» **Task brief**
Write out all of the rows below without changing a word, leaving out the pictures.

» **Excerpts from point annotation data**
** START **

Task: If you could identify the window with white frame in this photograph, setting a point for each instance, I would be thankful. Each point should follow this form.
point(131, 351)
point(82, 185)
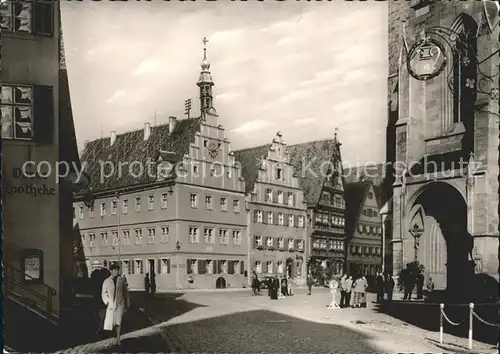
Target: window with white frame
point(281, 219)
point(104, 238)
point(194, 234)
point(258, 267)
point(151, 235)
point(209, 266)
point(193, 199)
point(28, 17)
point(279, 173)
point(281, 267)
point(17, 107)
point(194, 266)
point(209, 202)
point(115, 240)
point(165, 233)
point(269, 242)
point(164, 200)
point(208, 235)
point(91, 240)
point(138, 236)
point(237, 267)
point(164, 266)
point(301, 221)
point(236, 237)
point(236, 206)
point(269, 195)
point(223, 267)
point(223, 204)
point(269, 267)
point(126, 237)
point(223, 238)
point(139, 266)
point(270, 219)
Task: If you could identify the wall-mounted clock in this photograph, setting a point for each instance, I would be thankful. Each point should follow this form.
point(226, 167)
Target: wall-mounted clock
point(213, 149)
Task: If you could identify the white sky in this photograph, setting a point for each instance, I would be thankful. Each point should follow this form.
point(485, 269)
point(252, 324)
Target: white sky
point(302, 68)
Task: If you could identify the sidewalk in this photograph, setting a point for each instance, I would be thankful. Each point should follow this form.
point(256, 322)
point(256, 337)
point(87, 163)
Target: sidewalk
point(391, 333)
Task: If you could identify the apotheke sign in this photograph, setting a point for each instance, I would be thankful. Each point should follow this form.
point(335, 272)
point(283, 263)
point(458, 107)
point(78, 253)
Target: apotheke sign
point(33, 186)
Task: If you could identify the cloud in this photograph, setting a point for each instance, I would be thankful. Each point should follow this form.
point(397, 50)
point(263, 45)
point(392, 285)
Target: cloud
point(303, 121)
point(147, 66)
point(251, 126)
point(221, 37)
point(227, 96)
point(117, 96)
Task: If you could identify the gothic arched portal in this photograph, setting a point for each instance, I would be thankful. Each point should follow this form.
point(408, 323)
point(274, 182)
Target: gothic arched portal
point(445, 246)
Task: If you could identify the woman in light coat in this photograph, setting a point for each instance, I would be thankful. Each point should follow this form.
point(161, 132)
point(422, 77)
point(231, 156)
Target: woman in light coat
point(116, 298)
point(334, 287)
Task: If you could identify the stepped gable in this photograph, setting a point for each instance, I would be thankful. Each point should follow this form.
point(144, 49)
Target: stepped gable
point(250, 163)
point(131, 148)
point(372, 172)
point(354, 195)
point(309, 160)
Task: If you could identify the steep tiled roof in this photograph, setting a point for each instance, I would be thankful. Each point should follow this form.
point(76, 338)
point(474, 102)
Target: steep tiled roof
point(309, 160)
point(355, 195)
point(131, 148)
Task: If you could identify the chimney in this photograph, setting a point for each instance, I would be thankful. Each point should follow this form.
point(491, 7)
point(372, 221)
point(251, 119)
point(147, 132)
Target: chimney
point(113, 138)
point(172, 122)
point(147, 131)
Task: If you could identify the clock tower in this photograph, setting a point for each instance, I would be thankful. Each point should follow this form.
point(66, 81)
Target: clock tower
point(205, 84)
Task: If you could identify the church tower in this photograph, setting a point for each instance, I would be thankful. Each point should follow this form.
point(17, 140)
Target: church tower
point(205, 83)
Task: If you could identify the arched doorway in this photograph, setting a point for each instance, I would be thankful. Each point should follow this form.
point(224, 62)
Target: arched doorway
point(437, 229)
point(220, 283)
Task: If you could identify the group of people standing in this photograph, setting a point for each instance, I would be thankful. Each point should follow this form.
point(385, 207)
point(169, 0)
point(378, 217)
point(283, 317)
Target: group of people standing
point(110, 297)
point(385, 285)
point(150, 284)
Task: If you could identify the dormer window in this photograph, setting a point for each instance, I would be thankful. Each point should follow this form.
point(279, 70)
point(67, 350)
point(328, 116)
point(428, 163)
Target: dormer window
point(279, 173)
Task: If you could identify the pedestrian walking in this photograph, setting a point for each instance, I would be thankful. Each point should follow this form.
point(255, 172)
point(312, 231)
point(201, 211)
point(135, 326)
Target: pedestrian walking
point(333, 284)
point(147, 284)
point(389, 286)
point(153, 284)
point(98, 277)
point(343, 291)
point(309, 283)
point(348, 287)
point(420, 285)
point(380, 287)
point(116, 298)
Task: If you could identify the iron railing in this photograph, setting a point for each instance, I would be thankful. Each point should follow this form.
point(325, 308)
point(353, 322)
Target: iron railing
point(38, 297)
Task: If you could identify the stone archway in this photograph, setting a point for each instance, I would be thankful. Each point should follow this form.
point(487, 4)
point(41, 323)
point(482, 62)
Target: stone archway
point(438, 238)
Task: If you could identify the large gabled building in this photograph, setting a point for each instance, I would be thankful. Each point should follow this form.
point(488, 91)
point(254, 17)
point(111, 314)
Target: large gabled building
point(363, 228)
point(277, 210)
point(176, 208)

** END **

» **Completed task**
Task: If you could identify the window with white frame in this photograph, setting a point for each instance, I would be thankful. Each point should follow this form.
point(131, 351)
point(82, 185)
Target: window with white frame
point(281, 219)
point(104, 238)
point(194, 234)
point(258, 267)
point(151, 235)
point(209, 266)
point(193, 199)
point(28, 17)
point(279, 173)
point(281, 267)
point(17, 107)
point(194, 266)
point(209, 202)
point(115, 240)
point(165, 233)
point(269, 242)
point(164, 200)
point(208, 235)
point(91, 240)
point(138, 236)
point(237, 267)
point(164, 266)
point(301, 221)
point(236, 237)
point(236, 206)
point(269, 195)
point(223, 267)
point(223, 204)
point(269, 267)
point(126, 237)
point(223, 238)
point(139, 266)
point(270, 219)
Task: If you could identify the wall-mounted clock in this photograph, setting a point for each instance, I would be thankful. Each point should follow this form.
point(226, 167)
Target: wall-mounted clock
point(213, 149)
Task: If you could identify the white sky in this photograph, setting a point for each instance, I would be thankful. Each point should follow this form.
point(485, 269)
point(252, 324)
Target: white sky
point(302, 68)
Task: If you could identify the sidewalk in this photograph, setting a point for each instance, I would be thankful. Each point should follow this form.
point(256, 322)
point(256, 337)
point(87, 163)
Target: sidewalk
point(391, 333)
Task: If you could identify the apotheke sign in this photograph, setting a point for each instance, I would be thankful. Each point should follow this form.
point(335, 272)
point(283, 263)
point(458, 107)
point(78, 253)
Target: apotheke sign
point(33, 186)
Task: If you could identify the cloud in this photograph, setting a point for each instance, I would be thankful. Each point should follow this form.
point(397, 50)
point(263, 45)
point(392, 285)
Target: cloud
point(303, 121)
point(147, 66)
point(251, 126)
point(221, 37)
point(227, 96)
point(117, 96)
Task: If you could identify the gothic arched portal in this photograph, setting a point for each instance, I would be thankful. Each point should follow this form.
point(408, 323)
point(274, 182)
Target: gothic arched portal
point(445, 246)
Task: If you could identify the woman in light coat in this photograph, setting a point for each instance, I would be thankful. Each point should follow this form.
point(161, 132)
point(422, 77)
point(231, 156)
Target: woman in light coat
point(116, 298)
point(334, 287)
Task: If you could identify the stepped gable in this photograph, setting a point for each instance, I would be thankful. Each point should follow this form.
point(144, 49)
Target: stepped gable
point(250, 163)
point(131, 148)
point(372, 172)
point(354, 195)
point(309, 160)
Task: If you could identify the steep tiled roof in this photograph, setting a point for each instance, I would be thankful. Each point should follow this form.
point(76, 338)
point(474, 102)
Target: steep tiled roof
point(309, 160)
point(355, 195)
point(131, 148)
Task: If you could identify the chimney in this photograph, setting a point for each instance, I would be thankful. Each point should follow this form.
point(491, 7)
point(372, 221)
point(251, 119)
point(147, 132)
Target: chimney
point(113, 138)
point(172, 122)
point(147, 131)
Task: If you could identify the clock tower in this photograph, setting a point for each instance, I would be thankful. Each point should follow this form.
point(66, 81)
Target: clock tower
point(205, 84)
Task: If you could identify the church tower in this photograph, setting a point for each instance, I would be thankful. Each point should follow this form.
point(17, 140)
Target: church tower
point(205, 83)
Task: If you could identify the arched doorway in this photograph, setting a point for each instance, I would be thankful. Each point should follow this form.
point(224, 62)
Target: arched doorway
point(437, 229)
point(220, 283)
Task: If you could identify the group of people standing in this photograph, setting a point for each instance, I would be thankful. Each point should follow this form.
point(385, 207)
point(169, 0)
point(378, 217)
point(283, 317)
Target: group of people standing
point(110, 297)
point(385, 285)
point(150, 284)
Task: If you could identify the dormer window in this photograph, setting a point for each instance, I would be thankful. Each point should follow this form.
point(279, 70)
point(67, 350)
point(328, 116)
point(428, 163)
Target: dormer window
point(279, 173)
Task: If you could identify the pedestrian walking in this photograph, setting a point for each instance, I would be thankful. Each point should follow this form.
point(255, 172)
point(312, 231)
point(201, 211)
point(135, 326)
Target: pedestrian walking
point(333, 284)
point(147, 284)
point(389, 286)
point(153, 284)
point(98, 277)
point(343, 291)
point(309, 283)
point(348, 287)
point(420, 285)
point(380, 287)
point(116, 298)
Task: If you could identify the iron railing in this photograph, setting a point for each instance, I would be thankful. Each point should follow this form.
point(325, 308)
point(353, 322)
Target: iron railing
point(38, 297)
Task: If you could identify the stone archway in this photograph, setting a point for each instance, I would be thankful. Each point should follow this form.
point(487, 4)
point(41, 323)
point(482, 62)
Target: stone archway
point(438, 238)
Task: If you could identify the large gabled building in this photograph, setting a point for each instance, I would be thankful. Each point should follow this form.
point(488, 91)
point(254, 17)
point(111, 314)
Target: large gabled building
point(363, 228)
point(277, 210)
point(176, 208)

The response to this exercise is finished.